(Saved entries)
+ + + + + + +
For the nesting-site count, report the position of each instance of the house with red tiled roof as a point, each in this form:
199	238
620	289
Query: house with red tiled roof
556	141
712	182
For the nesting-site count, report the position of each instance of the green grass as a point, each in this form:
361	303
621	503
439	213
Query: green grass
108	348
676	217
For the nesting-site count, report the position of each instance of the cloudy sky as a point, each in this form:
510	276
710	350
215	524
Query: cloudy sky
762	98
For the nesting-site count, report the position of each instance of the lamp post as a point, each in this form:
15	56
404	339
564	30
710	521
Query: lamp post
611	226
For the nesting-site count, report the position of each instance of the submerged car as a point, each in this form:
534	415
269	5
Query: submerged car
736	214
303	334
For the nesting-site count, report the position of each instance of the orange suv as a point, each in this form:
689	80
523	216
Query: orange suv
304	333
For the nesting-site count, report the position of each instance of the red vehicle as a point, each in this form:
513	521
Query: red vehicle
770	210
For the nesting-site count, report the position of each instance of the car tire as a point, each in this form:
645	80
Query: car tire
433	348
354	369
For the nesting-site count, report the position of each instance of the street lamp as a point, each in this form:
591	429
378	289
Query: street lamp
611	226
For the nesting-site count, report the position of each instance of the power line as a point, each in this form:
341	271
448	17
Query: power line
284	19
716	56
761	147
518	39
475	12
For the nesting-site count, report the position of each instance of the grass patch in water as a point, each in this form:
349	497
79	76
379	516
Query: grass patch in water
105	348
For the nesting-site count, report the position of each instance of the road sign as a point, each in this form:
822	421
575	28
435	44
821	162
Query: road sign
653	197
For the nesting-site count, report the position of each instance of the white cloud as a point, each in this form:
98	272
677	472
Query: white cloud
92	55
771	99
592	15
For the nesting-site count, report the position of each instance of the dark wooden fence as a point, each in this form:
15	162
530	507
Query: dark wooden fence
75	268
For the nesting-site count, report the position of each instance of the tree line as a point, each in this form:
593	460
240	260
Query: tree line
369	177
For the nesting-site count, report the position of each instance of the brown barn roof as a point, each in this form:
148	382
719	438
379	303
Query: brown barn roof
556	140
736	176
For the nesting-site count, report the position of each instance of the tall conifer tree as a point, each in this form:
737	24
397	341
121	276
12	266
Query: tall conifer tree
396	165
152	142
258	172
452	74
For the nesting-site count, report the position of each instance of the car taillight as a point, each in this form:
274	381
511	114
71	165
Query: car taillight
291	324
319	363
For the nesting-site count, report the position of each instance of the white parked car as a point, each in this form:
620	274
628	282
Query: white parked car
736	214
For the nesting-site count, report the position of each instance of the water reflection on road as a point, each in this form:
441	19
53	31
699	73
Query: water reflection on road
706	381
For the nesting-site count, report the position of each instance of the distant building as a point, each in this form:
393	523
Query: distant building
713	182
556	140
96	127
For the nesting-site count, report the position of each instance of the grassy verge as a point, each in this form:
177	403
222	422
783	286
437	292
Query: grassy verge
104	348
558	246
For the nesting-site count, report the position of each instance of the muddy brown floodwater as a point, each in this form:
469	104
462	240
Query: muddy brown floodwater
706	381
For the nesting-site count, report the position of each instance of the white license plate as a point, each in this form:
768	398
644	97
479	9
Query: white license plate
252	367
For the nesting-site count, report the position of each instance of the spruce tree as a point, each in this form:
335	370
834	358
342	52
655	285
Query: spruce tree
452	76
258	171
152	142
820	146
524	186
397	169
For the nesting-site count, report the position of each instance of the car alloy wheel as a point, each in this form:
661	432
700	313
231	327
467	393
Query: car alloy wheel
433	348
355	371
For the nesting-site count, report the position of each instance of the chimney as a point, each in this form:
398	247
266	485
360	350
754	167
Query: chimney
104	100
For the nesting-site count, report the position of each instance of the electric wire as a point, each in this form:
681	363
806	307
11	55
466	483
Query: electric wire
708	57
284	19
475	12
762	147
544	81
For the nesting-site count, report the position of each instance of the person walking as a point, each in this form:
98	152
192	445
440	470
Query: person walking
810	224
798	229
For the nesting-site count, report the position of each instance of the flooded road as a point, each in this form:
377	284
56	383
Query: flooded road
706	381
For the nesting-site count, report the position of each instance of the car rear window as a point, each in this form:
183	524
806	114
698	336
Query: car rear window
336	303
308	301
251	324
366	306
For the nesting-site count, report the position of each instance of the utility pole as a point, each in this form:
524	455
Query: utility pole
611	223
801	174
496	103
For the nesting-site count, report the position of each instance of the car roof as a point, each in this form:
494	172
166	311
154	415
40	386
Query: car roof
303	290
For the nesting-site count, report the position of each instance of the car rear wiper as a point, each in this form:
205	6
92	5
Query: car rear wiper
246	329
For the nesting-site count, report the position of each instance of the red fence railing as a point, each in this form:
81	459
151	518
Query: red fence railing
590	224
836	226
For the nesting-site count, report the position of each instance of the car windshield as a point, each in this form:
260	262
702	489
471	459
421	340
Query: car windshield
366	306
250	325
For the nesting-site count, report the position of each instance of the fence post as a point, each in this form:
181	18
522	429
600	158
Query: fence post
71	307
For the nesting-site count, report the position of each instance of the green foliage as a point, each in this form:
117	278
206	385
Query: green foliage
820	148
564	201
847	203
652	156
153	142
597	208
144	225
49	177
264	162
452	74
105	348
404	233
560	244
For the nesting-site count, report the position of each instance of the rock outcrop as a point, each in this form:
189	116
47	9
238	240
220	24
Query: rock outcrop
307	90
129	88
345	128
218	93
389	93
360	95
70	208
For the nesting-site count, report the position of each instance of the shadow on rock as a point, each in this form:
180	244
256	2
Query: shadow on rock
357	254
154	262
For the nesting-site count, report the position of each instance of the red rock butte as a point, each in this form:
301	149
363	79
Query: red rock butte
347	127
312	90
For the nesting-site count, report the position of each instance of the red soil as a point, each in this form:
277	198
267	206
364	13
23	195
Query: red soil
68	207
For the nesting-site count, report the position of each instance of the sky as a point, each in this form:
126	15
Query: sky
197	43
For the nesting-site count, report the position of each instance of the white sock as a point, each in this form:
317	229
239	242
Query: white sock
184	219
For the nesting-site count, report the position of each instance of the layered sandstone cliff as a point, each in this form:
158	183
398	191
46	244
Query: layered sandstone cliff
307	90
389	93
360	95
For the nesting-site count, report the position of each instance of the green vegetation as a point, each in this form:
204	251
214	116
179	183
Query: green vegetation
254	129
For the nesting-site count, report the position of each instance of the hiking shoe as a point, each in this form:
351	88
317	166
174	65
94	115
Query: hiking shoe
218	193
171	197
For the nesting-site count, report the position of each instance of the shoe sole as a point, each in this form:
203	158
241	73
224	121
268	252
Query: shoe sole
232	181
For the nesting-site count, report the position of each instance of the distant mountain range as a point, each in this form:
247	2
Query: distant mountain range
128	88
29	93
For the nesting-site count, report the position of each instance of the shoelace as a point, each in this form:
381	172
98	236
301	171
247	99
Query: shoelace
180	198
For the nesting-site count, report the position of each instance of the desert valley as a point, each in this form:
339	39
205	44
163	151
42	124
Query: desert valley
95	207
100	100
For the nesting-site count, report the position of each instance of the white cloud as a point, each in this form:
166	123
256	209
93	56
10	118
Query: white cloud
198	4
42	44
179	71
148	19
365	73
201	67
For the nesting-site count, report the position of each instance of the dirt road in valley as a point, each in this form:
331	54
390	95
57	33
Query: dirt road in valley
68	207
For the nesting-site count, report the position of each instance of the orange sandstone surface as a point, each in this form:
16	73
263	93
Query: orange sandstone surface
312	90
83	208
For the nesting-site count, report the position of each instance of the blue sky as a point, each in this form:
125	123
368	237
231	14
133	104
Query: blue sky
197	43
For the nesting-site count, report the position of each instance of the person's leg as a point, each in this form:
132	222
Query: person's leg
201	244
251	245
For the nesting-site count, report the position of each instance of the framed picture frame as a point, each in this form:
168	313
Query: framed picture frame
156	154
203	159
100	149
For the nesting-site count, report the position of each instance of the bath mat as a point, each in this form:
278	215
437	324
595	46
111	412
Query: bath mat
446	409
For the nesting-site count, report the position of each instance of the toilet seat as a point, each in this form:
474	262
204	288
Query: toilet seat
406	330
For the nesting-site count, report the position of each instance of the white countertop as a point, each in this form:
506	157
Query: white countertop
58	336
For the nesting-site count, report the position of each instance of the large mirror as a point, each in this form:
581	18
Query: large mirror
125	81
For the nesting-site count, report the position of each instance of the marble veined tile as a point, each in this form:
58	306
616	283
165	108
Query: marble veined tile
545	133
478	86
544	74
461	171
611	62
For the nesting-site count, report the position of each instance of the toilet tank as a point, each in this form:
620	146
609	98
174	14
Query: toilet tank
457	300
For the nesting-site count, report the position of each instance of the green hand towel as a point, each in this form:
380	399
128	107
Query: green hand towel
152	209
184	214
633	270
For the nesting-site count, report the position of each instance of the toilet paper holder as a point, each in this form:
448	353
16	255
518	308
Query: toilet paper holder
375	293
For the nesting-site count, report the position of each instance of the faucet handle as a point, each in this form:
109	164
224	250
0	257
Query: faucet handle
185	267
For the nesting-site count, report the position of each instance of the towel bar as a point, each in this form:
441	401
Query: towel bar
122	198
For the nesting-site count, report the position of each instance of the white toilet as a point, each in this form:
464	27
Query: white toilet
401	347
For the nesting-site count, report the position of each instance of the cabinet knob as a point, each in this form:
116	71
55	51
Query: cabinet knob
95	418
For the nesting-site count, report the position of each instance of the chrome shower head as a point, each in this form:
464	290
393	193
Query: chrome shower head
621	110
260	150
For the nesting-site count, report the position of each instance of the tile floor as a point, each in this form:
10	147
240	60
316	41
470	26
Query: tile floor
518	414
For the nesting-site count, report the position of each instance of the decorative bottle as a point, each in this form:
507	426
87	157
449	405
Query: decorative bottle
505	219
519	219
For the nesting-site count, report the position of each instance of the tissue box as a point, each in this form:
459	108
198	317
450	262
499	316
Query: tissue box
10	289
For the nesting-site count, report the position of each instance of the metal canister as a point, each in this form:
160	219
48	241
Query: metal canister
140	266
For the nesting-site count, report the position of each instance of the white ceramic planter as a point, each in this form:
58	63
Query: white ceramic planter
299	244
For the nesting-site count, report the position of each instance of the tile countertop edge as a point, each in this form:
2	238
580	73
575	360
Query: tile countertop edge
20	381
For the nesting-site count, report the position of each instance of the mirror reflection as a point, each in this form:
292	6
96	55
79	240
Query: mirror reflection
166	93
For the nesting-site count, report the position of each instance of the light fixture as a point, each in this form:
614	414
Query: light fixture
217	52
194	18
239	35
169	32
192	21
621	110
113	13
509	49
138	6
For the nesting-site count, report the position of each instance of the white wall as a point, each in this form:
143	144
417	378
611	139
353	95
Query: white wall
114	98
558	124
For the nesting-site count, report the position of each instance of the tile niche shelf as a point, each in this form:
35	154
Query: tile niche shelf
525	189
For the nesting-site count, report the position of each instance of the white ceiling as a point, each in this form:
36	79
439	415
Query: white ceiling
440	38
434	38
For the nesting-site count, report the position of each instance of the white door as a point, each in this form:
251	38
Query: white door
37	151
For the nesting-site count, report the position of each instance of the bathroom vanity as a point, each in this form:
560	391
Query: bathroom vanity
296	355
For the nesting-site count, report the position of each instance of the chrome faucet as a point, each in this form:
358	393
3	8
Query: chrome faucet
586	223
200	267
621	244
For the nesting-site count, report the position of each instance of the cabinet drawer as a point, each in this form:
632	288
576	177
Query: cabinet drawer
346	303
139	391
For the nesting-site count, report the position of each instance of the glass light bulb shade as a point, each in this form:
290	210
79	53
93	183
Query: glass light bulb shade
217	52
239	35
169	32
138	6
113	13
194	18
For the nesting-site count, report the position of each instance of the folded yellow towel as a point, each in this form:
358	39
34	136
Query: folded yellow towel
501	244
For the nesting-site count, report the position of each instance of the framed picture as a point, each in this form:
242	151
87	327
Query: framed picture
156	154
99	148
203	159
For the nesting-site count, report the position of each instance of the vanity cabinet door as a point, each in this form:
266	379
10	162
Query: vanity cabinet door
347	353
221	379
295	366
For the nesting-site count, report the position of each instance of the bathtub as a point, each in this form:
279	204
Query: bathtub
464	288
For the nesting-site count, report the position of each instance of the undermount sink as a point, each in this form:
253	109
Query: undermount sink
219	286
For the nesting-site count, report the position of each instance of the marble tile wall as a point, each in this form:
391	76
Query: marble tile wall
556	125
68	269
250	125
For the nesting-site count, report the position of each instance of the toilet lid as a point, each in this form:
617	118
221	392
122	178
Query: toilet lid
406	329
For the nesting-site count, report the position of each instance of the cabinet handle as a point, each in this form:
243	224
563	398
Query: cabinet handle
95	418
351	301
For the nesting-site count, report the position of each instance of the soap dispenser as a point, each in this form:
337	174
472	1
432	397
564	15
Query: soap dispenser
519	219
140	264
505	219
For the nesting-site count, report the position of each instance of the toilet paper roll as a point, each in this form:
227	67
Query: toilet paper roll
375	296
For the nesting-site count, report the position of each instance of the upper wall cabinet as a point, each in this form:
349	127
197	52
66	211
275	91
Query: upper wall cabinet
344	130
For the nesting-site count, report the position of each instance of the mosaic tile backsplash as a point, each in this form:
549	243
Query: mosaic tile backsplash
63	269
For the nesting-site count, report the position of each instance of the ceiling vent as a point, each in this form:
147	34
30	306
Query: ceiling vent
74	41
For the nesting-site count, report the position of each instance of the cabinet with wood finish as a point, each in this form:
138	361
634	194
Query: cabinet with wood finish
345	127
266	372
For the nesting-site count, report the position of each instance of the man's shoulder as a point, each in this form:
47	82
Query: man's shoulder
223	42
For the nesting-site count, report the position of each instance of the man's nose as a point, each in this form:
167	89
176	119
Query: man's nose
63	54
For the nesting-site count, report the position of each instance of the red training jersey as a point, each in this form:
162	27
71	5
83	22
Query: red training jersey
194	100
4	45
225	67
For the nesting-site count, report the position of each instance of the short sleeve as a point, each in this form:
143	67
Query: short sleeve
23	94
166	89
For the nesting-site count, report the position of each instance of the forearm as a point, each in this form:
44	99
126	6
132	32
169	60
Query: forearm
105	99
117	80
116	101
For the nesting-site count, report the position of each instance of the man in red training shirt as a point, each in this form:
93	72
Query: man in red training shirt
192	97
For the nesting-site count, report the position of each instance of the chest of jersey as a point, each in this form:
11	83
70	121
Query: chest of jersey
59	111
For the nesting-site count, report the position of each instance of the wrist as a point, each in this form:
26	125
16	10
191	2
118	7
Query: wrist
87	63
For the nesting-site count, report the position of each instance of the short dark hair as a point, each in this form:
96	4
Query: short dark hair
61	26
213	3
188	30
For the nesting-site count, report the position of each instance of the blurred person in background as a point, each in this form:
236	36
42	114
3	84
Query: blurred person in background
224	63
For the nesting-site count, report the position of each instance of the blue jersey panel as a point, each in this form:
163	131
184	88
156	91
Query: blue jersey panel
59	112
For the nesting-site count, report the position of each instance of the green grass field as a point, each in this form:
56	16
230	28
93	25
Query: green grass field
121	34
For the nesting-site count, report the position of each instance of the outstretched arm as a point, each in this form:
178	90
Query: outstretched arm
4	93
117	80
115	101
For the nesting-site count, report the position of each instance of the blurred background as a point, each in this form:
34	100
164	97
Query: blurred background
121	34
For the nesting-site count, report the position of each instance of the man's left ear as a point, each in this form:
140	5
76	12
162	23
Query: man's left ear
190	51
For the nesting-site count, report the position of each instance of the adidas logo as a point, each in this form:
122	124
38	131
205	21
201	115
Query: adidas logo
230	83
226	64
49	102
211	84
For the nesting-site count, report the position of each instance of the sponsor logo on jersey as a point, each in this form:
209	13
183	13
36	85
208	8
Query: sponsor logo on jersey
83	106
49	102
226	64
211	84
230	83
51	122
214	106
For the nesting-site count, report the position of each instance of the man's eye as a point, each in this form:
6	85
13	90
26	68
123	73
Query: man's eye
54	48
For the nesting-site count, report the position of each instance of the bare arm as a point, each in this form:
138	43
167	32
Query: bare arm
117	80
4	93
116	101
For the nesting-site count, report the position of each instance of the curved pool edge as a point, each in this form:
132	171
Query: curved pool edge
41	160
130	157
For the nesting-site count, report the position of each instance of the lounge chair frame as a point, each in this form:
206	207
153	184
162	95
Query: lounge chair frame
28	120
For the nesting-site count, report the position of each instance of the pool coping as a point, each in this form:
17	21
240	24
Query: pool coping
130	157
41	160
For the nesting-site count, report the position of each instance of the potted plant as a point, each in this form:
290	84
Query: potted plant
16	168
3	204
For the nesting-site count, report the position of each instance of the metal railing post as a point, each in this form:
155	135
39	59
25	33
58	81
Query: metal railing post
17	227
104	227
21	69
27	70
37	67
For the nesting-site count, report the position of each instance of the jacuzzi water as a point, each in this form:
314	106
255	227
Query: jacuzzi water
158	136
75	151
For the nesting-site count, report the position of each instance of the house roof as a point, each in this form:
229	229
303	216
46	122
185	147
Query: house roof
+ + + + + + +
== Work instruction ==
For this task, write out exactly the lines of the entries above, starting at the line with "the red soil" and ending at the line with "the blue sky", both included, and no others.

== Written answer ==
For the nesting-site count, report the position of each instance of the red soil as a point, each in this form:
277	198
267	206
364	13
23	195
Query: red soil
68	207
For the nesting-site count, report the position of each instance of the sky as a point, each in this form:
126	15
Query: sky
197	43
For the nesting-site count, report the position of each instance of the white sock as a point, each in this form:
317	229
239	242
Query: white sock
184	219
For the nesting-site count, report the position of each instance of the layered sandstone cliff as a point, each in this form:
158	183
398	191
46	244
Query: layered sandstone cliff
307	90
389	93
360	95
For the nesting-site count, report the position of each instance of the green vegetation as a point, each in this form:
204	251
214	116
179	183
Query: green vegetation
254	129
For the nesting-site count, report the position of each instance of the hiking shoe as a point, each in this form:
351	88
317	166
174	65
94	115
Query: hiking shoe
218	193
171	197
For the nesting-site count, report the position of each instance of the shoe sole as a point, each in this form:
203	158
241	73
224	121
268	252
Query: shoe sole
232	181
For the nesting-site count, report the position of each instance of the distant mountain range as a point, each in this form:
247	2
Query: distant mountain range
128	88
29	93
For the nesting-site count, report the position of each instance of the shoelace as a point, each in this form:
381	172
98	236
301	171
247	99
Query: shoelace
180	198
For the nesting-site count, report the position of each instance of the desert valley as a point, each in this form:
339	39
205	44
163	151
42	124
Query: desert valley
95	207
100	100
For the nesting-site count, report the position of each instance of the white cloud as a point, each in this form:
166	123
256	209
93	56
10	118
Query: white cloud
198	4
42	44
179	71
148	19
365	73
201	67
For the nesting-site count, report the position of each instance of the dirt road in valley as a point, each in this form:
331	54
390	95
57	33
Query: dirt road in valley
68	207
For the nesting-site count, report the position of each instance of the orange sandstone surface as a point, each in this form:
16	73
263	93
Query: orange sandstone surface
312	90
83	208
For the nesting-site count, report the position of each instance of the blue sky as a point, each in this form:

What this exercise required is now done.